## WHAT YOU NEED TO DO
Pull out every line of the material below that contains the string "Query", copying each one in full.

## DATA RECORDS
┄┄┄┄┄┄┄┄┄┄

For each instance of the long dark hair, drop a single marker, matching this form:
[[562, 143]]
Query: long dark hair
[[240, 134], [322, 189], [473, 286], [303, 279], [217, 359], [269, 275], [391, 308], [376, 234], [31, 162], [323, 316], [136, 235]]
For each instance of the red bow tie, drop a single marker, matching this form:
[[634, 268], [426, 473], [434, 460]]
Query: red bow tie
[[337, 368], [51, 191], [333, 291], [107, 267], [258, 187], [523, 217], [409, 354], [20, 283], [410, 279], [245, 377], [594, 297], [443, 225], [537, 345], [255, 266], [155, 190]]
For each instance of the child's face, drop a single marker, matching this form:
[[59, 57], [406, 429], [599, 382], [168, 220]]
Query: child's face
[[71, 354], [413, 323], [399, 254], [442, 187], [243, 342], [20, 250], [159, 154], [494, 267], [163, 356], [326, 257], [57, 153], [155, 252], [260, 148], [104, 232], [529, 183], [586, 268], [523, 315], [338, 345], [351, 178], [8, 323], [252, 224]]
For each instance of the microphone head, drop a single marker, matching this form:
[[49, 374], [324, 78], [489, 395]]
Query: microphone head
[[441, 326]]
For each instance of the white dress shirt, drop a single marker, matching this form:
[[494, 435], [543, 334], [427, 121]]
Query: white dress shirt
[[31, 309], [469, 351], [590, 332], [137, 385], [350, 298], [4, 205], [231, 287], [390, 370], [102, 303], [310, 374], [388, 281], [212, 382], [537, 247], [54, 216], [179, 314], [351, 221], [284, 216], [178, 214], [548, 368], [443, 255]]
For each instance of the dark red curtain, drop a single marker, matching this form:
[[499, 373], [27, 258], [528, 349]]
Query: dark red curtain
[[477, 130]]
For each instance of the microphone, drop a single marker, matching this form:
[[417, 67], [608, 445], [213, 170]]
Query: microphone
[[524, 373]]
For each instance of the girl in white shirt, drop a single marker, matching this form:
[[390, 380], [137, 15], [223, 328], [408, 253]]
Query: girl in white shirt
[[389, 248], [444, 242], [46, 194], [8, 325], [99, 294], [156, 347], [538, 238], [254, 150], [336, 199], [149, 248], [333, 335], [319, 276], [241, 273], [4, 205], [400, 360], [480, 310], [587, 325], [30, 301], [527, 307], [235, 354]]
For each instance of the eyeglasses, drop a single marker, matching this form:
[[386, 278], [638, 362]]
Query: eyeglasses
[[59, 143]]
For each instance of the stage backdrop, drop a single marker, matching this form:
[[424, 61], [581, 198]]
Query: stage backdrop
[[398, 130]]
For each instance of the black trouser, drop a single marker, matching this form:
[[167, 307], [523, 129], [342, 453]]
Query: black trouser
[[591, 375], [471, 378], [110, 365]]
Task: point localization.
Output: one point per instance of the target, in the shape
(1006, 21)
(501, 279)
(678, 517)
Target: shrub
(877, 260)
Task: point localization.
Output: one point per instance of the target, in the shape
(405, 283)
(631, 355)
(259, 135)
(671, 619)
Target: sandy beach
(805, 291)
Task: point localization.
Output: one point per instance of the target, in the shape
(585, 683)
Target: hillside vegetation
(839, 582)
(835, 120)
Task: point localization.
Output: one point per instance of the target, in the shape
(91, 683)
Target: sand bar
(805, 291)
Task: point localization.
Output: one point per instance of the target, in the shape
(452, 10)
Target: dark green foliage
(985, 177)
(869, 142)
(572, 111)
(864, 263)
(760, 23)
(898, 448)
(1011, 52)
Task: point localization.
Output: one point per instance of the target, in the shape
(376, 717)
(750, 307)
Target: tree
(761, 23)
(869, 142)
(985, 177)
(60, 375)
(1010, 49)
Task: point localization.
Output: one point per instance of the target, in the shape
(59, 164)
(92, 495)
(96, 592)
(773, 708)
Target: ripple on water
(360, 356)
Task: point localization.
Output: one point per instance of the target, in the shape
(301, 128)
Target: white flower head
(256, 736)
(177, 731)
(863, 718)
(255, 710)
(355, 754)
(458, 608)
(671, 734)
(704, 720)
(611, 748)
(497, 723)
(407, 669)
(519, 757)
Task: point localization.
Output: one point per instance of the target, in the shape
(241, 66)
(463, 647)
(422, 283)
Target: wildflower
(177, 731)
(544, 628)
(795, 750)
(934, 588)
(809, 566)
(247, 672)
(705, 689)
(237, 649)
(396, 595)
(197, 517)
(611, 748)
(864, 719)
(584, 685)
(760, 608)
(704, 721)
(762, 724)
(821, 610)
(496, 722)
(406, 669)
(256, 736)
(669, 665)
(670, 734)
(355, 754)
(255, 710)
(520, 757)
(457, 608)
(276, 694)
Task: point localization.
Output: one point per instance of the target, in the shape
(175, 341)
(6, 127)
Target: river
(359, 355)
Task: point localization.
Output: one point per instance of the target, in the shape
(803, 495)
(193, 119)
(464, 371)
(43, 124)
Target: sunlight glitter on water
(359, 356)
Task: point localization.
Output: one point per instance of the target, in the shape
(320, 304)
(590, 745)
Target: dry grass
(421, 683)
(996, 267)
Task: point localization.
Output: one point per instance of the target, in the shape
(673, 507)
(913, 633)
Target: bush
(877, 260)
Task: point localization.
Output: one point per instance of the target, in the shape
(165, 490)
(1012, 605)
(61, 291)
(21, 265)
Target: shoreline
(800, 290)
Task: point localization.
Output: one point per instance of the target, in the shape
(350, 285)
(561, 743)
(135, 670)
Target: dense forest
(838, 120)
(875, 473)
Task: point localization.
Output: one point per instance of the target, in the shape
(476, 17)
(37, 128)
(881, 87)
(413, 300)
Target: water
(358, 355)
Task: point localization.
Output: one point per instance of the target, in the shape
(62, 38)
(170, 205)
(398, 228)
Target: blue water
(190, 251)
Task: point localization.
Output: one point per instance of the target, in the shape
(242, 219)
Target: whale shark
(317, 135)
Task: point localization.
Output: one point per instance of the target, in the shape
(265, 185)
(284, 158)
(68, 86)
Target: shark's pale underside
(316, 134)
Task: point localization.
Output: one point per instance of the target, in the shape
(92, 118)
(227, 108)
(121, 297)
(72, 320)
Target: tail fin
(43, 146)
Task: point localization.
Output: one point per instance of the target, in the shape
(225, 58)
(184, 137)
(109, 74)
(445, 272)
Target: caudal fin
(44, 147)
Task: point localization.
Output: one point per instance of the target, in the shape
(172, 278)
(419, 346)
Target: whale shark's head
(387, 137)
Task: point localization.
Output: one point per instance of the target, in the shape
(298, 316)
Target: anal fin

┄┄┄┄┄┄┄┄┄┄

## OUTPUT OF THE TASK
Query: long dark hair
Query: red bow tie
Query: child's face
Query: microphone head
Query: white dress shirt
Query: dark red curtain
Query: microphone
Query: girl in white shirt
Query: eyeglasses
Query: stage backdrop
Query: black trouser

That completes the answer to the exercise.